===== Source data

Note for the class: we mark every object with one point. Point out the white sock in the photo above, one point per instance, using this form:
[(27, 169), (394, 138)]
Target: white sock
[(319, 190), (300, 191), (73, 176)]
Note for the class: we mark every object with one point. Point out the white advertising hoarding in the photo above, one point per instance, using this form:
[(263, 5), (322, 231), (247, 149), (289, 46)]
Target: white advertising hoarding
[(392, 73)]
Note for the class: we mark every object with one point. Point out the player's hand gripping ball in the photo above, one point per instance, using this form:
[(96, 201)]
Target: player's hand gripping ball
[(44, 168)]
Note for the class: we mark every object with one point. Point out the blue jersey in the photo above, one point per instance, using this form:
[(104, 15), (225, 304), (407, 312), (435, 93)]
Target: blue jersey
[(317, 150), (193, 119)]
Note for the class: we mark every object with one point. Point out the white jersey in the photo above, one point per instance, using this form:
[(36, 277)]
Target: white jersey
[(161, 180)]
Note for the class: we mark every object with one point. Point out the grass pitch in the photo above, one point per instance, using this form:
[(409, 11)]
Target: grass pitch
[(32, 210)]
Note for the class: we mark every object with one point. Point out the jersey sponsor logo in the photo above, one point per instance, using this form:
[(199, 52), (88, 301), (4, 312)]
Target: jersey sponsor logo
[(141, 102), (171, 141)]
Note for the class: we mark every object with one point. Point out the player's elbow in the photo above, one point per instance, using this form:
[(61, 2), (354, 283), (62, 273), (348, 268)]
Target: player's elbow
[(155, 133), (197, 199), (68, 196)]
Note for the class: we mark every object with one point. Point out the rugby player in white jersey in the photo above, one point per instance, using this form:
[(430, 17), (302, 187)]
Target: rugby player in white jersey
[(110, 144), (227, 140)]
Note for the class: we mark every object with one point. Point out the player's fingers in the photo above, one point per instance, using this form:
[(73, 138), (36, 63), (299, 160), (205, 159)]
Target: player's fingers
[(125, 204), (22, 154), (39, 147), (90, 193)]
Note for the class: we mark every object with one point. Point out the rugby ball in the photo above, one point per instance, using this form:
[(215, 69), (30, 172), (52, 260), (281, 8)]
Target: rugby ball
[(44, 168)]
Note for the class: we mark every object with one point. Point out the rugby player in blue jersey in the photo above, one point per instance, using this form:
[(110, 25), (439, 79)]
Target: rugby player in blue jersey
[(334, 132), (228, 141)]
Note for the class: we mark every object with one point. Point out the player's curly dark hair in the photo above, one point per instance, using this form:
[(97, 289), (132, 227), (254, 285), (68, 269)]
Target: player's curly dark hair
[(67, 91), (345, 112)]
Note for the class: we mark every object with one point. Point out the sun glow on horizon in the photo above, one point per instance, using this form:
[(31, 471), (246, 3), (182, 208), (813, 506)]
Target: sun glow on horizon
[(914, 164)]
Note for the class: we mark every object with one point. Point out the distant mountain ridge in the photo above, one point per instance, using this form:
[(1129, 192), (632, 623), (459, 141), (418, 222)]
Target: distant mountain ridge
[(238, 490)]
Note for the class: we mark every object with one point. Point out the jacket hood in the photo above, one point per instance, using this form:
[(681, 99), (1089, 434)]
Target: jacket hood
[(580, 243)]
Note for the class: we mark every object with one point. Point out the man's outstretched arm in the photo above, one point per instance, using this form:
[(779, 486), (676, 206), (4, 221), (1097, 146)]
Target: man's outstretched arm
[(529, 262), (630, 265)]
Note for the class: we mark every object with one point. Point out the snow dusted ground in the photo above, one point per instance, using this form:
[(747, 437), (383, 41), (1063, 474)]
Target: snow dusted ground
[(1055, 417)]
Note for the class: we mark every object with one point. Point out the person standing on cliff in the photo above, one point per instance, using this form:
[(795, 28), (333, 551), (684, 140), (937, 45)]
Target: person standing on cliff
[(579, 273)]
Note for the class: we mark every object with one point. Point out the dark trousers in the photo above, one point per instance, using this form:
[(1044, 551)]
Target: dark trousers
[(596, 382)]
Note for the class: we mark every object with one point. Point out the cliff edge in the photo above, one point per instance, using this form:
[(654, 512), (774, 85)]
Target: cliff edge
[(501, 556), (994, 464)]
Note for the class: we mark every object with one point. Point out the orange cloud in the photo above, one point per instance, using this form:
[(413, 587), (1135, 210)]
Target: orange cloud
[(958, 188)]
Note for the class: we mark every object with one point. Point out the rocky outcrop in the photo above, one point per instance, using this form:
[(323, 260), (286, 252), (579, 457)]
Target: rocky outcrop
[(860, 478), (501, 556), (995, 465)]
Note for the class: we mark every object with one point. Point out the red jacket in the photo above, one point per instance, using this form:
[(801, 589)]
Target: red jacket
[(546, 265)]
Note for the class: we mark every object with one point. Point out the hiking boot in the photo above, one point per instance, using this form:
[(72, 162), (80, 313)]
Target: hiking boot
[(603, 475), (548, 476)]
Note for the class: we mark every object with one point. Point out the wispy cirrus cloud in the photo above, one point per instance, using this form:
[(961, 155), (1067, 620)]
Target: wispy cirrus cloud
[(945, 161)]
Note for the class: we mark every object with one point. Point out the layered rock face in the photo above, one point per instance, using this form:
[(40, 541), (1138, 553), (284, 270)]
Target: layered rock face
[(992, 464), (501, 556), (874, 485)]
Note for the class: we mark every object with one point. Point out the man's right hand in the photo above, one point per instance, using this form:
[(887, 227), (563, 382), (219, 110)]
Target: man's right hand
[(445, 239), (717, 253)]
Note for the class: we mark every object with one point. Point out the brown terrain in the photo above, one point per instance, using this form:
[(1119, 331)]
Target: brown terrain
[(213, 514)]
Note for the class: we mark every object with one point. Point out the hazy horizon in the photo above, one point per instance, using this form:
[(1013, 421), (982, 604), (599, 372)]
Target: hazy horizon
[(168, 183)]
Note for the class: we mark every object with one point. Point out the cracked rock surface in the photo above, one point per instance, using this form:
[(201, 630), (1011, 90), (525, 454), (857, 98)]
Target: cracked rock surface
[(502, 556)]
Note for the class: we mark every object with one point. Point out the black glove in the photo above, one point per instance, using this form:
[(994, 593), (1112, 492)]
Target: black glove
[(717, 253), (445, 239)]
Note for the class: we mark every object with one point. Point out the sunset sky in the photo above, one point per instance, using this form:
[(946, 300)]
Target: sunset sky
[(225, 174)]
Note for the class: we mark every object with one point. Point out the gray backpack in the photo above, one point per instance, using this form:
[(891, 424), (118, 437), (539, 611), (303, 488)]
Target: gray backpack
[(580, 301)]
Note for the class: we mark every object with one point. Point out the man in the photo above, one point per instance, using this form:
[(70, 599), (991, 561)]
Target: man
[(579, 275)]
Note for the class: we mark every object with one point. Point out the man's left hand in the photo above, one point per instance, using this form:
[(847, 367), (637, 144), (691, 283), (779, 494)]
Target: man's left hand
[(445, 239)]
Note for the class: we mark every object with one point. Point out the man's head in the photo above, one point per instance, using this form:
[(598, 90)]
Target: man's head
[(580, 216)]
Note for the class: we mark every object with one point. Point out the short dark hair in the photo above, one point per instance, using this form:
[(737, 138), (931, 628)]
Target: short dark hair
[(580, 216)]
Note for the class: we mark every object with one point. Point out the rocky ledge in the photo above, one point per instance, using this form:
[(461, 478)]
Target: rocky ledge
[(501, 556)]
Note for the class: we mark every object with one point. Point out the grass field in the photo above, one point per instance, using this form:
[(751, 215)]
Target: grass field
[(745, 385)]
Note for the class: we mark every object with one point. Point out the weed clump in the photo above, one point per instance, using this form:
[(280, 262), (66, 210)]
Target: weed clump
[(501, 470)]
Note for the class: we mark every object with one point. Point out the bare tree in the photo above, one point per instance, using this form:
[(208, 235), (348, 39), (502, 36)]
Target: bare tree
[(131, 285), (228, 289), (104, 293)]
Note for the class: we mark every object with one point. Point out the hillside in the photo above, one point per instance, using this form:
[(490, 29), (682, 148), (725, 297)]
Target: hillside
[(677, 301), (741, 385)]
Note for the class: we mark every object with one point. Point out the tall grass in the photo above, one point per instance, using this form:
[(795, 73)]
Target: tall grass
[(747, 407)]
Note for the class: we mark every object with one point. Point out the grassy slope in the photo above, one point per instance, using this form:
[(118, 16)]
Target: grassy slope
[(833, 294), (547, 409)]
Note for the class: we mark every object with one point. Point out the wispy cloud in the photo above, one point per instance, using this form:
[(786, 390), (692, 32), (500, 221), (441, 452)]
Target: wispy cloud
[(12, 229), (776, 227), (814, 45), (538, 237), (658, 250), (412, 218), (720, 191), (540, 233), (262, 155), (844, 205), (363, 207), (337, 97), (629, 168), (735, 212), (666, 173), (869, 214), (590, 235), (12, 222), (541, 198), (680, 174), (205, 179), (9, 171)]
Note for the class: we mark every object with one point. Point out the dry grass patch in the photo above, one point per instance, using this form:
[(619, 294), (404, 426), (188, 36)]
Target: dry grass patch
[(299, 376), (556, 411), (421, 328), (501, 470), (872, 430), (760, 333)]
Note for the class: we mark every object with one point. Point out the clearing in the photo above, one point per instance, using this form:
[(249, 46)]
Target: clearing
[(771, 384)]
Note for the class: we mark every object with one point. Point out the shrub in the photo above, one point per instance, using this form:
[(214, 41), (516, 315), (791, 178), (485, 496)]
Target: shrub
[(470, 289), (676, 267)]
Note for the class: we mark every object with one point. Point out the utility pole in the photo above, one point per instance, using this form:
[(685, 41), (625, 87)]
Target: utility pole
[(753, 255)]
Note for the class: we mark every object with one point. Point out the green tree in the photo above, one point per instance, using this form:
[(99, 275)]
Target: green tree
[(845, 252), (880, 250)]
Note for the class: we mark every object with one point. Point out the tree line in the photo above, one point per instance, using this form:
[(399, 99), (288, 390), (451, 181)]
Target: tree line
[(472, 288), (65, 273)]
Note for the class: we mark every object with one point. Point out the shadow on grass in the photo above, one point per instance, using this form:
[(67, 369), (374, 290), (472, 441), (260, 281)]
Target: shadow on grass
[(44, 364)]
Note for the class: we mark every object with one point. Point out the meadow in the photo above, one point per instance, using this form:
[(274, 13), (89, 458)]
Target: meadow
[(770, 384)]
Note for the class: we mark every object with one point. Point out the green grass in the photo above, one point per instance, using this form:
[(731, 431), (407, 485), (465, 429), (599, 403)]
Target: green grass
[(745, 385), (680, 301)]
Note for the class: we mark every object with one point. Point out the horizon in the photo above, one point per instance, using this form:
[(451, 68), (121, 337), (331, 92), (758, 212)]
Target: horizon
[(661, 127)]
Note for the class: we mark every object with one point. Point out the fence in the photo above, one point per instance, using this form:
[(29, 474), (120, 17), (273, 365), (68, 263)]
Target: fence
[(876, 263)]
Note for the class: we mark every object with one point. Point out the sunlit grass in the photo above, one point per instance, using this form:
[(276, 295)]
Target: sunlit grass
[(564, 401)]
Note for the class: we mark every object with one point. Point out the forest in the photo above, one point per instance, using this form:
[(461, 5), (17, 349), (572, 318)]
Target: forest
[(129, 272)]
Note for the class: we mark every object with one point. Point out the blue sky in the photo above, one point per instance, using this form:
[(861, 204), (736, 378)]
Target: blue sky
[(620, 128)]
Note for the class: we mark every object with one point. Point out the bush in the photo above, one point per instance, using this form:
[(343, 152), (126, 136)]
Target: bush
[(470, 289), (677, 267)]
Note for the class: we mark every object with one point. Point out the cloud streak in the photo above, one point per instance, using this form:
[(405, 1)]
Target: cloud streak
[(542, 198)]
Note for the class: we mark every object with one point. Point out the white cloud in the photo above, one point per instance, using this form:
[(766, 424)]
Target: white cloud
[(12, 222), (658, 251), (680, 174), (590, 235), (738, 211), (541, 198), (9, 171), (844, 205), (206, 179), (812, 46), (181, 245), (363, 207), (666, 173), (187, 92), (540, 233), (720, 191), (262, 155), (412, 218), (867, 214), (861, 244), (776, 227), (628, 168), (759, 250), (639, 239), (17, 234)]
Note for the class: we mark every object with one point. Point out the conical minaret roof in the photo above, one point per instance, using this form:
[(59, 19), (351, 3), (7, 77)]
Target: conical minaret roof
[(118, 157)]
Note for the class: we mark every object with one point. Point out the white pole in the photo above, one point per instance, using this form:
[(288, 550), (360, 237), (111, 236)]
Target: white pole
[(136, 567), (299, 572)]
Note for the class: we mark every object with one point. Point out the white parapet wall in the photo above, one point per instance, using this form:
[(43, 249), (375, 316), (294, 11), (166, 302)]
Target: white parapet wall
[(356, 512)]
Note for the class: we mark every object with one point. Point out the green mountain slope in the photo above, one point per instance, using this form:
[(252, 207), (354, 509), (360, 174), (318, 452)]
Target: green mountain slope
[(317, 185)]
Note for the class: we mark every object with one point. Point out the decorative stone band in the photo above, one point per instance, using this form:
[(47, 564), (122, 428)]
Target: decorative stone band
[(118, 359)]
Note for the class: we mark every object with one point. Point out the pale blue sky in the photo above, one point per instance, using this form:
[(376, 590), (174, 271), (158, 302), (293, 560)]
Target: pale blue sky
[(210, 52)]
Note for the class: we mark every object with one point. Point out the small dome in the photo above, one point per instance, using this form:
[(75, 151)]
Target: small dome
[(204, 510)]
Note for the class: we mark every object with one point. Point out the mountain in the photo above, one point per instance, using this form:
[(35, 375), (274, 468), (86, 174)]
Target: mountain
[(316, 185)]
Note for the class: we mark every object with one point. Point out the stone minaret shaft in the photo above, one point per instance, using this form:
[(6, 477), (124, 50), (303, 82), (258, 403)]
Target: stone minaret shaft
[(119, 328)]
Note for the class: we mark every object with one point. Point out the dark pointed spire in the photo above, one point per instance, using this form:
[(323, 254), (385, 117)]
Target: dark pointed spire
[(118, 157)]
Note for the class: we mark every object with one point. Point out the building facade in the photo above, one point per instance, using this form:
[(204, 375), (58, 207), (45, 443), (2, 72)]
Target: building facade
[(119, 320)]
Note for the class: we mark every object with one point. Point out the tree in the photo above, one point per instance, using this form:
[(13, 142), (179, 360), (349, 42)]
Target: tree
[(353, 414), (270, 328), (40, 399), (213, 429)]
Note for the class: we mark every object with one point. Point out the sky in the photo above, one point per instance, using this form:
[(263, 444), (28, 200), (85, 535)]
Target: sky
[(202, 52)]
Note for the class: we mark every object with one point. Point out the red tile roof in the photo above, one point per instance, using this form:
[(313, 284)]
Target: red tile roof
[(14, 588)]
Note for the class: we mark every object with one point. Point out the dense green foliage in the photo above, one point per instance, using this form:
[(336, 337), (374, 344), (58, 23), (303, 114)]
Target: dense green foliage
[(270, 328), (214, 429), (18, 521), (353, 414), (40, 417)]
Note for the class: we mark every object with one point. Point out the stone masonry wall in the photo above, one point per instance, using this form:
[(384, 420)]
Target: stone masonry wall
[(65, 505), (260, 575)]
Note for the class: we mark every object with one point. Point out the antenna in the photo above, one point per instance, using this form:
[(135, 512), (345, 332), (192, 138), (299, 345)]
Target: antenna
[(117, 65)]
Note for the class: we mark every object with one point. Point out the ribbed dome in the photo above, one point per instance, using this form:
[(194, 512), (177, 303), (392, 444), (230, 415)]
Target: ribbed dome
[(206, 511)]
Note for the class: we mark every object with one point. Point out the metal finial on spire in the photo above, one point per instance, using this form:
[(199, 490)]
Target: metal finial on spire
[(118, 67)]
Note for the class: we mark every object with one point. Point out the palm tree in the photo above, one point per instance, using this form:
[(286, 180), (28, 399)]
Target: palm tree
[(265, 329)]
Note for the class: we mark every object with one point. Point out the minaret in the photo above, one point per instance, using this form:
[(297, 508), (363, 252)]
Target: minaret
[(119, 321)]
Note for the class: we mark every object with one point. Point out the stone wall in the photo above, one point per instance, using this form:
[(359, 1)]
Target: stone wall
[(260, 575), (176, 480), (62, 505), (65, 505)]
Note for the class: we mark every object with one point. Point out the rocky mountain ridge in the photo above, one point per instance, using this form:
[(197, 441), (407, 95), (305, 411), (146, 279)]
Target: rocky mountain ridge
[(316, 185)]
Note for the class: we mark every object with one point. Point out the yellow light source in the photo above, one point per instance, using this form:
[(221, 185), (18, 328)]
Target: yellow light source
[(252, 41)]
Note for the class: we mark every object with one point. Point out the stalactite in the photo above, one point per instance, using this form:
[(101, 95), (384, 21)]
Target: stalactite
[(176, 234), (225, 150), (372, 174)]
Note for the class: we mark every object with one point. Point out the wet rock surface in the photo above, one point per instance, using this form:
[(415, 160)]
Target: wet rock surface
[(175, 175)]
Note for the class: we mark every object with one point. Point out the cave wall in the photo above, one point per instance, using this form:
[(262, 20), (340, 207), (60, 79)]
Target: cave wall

==========

What you should do
Copy out every line of the listing, requests included, from the line containing "out the man in" through the line containing "[(579, 275)]", both inclusive. Increase each coordinate value in the answers by 96, leaving all other lines unchanged.

Right answer
Note for the class: we mark every object with one point. Point out the man in the photo above, one point per instance, using this form:
[(70, 599), (991, 561)]
Target: man
[(675, 371)]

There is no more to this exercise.